#### [Instructions for the task]
In the incircle solution, change "diagram" to "figure" and give the passage again, beginning at the words "Note that the" and stopping after "equal in length.".

#### [Extract to read]
This Problem Is Gold!

Since the circle is the incircle of $\triangle ABC$ , $BD=BE = a$ , $CD=CF = b$ and let $AE=AF = c$ . Then

$\begin{aligned} c & = r \cot \frac A2 = r \cot \left(\frac {180^\circ - B - C}2\right) = r \tan \left(\frac B2 + \frac C2\right) \\ & = r \left(\frac {\tan \frac B2+\tan \frac C2}{1-\tan \frac B2 \cdot \tan \frac C2} \right) = r \left(\frac {\frac ra + \frac rb}{1-\frac {r^2}{ab}} \right) = \frac {(a+b)r^2}{ab-r^2} \end{aligned}$

Note that the area of $\triangle ABC$ is given by:

$\begin{aligned} A_\triangle & = (a+b+c)r \\ \frac {A_\triangle}{a+b} & = \frac {(a+b+c)r}{a+b} \\ \sqrt{ab} & = \frac {(a+b+c)r}{a+b} \\ \implies \frac r{\sqrt{ab}} & = \frac {a+b}{a+b+c} = \frac 1{1+\frac {r^2}{ab-r^2}} = \frac {ab-r^2}{ab} = 1 - \frac {r^2}{ab} \end{aligned}$

$\begin{aligned} \implies \left(\frac r{\sqrt{ab}} \right)^2 + \frac r{\sqrt{ab}} & = 1 \\ \left(\frac r{\sqrt{ab}} + \frac 12 \right)^2 & = 1 + \frac 14 \\ \implies \frac r{\sqrt{ab}} & = \frac {\sqrt 5}2 - \frac 12 \approx \boxed{0.618} \end{aligned}$

In the diagram above the lengths are filled in by noting that two tangents to a circle from an outside point are equal in length.

$A_{\triangle{ABC}} = \dfrac{r}{2}(2(a + b) + 2x) = r(a + b + x)$

Using Heron's formula for $\triangle{ABC}$ we have:

$s = a + b + x \implies A_{\triangle{ABC}} = \sqrt{(ab)(a + b + x) x} = r(a + b + x) \implies$

$(a + b)abx + abx^2 = (a + b)^2r^2 + 2(a + b)r^2x + r^2x^2 \implies$

$(ab - r^2)x^2 + (a + b)(ab - 2r^2)x - (a + b)^2r^2 = 0 \implies$

$x = \dfrac{(a + b)r^2}{ab - r^2} > 0$ dropping the root $-(a + b) < 0$ $\implies A_{\triangle{ABC}} = \dfrac{ab(a + b)r}{ab - r^2} \implies$

$\dfrac{A_{\triangle{ABC}}}{a + b} = \dfrac{abr}{ab - r^2} = \sqrt{ab} \implies$

$(ab)^{\frac{1}{2}}r^2 + abr - (ab)^{\frac{3}{2}} = 0 \implies r = \sqrt{ab}(\dfrac{\pm\sqrt{5} - 1}{2})$

$r > 0 \implies r = \sqrt{ab}(\dfrac{\sqrt{5} - 1}{2}) = \sqrt{ab}(\phi - 1) \implies$

$\dfrac{r}{\sqrt{ab}} = \phi - 1 \approx \boxed{0.6180339887498948}$ .

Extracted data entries
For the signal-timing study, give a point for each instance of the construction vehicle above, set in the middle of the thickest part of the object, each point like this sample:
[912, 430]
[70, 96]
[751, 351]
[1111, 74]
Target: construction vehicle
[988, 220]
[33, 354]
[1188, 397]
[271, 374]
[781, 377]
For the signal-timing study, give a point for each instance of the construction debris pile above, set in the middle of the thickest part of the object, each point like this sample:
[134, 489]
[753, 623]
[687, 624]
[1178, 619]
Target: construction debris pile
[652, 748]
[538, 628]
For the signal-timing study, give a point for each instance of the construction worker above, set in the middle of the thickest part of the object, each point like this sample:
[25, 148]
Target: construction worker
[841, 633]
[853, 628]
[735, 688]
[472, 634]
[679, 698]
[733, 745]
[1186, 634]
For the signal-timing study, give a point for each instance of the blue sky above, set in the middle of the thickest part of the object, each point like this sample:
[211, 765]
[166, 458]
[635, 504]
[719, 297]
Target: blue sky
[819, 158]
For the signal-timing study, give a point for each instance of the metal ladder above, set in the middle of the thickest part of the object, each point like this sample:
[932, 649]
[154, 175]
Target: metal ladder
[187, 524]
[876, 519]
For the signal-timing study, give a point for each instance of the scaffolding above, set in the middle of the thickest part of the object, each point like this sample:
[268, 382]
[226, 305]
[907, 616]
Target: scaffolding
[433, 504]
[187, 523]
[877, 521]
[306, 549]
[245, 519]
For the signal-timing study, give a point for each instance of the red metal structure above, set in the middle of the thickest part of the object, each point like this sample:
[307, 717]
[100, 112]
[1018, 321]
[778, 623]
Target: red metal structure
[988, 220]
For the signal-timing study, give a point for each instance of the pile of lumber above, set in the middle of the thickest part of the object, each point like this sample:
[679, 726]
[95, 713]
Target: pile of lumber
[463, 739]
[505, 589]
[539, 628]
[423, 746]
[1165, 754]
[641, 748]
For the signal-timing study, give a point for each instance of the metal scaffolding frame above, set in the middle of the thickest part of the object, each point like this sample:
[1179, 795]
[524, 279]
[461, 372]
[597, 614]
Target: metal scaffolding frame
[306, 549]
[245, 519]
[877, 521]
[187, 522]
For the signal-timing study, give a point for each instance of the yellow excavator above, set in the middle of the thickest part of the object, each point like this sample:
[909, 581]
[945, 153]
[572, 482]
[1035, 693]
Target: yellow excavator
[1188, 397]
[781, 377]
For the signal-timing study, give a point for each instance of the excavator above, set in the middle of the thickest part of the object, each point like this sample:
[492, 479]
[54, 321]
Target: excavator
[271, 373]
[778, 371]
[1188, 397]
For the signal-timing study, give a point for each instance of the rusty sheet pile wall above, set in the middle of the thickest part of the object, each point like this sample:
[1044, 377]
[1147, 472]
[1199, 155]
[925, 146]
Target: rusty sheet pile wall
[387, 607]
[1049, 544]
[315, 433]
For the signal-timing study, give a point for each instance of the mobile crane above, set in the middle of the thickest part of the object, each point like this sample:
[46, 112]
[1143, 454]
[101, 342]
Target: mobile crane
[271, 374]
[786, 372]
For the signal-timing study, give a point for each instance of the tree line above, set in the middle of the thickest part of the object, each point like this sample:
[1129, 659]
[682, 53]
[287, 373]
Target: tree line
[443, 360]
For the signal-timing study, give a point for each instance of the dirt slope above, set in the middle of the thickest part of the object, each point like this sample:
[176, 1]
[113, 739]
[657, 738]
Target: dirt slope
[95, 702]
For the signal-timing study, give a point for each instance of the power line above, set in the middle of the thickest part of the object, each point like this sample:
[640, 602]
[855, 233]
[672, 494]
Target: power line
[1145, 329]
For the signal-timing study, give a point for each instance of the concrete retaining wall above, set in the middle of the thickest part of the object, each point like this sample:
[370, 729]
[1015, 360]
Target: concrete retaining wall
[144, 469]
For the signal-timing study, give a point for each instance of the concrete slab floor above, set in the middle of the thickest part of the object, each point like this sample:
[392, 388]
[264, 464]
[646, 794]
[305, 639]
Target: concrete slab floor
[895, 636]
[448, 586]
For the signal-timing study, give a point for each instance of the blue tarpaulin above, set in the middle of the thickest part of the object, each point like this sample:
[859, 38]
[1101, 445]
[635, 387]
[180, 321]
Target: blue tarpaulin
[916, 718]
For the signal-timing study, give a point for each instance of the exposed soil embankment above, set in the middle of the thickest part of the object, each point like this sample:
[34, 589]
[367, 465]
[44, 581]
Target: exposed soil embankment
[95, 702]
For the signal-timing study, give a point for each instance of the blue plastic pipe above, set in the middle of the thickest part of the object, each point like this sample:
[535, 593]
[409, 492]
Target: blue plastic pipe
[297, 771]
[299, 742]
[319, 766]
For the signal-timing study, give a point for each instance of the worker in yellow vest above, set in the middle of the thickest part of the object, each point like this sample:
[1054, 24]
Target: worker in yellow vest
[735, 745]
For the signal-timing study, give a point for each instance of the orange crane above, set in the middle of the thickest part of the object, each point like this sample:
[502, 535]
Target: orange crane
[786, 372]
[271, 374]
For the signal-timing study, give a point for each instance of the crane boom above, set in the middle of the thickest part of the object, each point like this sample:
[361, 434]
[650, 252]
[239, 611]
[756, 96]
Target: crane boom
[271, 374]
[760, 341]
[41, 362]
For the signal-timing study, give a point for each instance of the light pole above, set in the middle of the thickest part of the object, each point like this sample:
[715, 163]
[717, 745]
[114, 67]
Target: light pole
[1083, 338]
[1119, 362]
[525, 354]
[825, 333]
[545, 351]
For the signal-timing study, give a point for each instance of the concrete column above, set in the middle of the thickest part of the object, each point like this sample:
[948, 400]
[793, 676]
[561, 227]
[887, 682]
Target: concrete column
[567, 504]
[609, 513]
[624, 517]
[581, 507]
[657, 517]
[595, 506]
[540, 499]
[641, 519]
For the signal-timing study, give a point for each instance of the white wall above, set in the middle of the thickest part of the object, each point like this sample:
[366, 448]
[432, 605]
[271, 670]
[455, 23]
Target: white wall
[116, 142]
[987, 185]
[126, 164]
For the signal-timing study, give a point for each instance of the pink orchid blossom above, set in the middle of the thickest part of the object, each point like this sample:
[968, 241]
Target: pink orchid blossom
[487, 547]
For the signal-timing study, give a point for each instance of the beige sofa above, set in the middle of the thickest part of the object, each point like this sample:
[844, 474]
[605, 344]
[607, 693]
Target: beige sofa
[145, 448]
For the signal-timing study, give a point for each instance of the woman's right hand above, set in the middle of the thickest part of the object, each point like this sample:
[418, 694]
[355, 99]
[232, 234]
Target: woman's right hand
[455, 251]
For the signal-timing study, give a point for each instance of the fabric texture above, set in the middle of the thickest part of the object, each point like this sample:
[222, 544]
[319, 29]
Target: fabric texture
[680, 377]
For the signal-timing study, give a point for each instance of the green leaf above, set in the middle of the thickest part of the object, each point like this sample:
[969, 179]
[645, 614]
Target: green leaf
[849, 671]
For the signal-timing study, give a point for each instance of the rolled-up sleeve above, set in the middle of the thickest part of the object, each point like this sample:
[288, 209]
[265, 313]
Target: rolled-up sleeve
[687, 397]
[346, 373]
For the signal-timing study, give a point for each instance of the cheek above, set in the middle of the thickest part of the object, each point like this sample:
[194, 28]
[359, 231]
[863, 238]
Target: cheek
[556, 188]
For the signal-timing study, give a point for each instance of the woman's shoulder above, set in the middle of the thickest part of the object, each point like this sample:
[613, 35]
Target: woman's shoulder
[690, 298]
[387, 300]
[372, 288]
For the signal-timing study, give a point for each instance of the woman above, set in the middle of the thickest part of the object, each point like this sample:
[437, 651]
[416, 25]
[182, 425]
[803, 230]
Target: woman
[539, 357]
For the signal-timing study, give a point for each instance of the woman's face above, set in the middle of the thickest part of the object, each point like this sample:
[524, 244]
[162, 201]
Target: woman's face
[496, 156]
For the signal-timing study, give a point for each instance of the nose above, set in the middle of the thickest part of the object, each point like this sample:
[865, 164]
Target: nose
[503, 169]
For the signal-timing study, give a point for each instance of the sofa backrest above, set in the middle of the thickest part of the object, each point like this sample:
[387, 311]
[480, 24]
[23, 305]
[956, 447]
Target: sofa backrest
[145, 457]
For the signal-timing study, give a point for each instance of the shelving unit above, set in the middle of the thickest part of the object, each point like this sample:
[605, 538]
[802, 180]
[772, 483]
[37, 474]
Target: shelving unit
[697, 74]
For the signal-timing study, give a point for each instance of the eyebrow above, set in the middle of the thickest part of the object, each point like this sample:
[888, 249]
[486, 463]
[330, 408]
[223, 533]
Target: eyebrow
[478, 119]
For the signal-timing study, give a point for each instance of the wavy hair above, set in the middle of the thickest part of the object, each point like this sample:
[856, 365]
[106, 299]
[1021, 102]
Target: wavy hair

#### [Expected answer]
Note that the area of $\triangle ABC$ is given by:

$\begin{aligned} A_\triangle & = (a+b+c)r \\ \frac {A_\triangle}{a+b} & = \frac {(a+b+c)r}{a+b} \\ \sqrt{ab} & = \frac {(a+b+c)r}{a+b} \\ \implies \frac r{\sqrt{ab}} & = \frac {a+b}{a+b+c} = \frac 1{1+\frac {r^2}{ab-r^2}} = \frac {ab-r^2}{ab} = 1 - \frac {r^2}{ab} \end{aligned}$

$\begin{aligned} \implies \left(\frac r{\sqrt{ab}} \right)^2 + \frac r{\sqrt{ab}} & = 1 \\ \left(\frac r{\sqrt{ab}} + \frac 12 \right)^2 & = 1 + \frac 14 \\ \implies \frac r{\sqrt{ab}} & = \frac {\sqrt 5}2 - \frac 12 \approx \boxed{0.618} \end{aligned}$

In the figure above the lengths are filled in by noting that two tangents to a circle from an outside point are equal in length.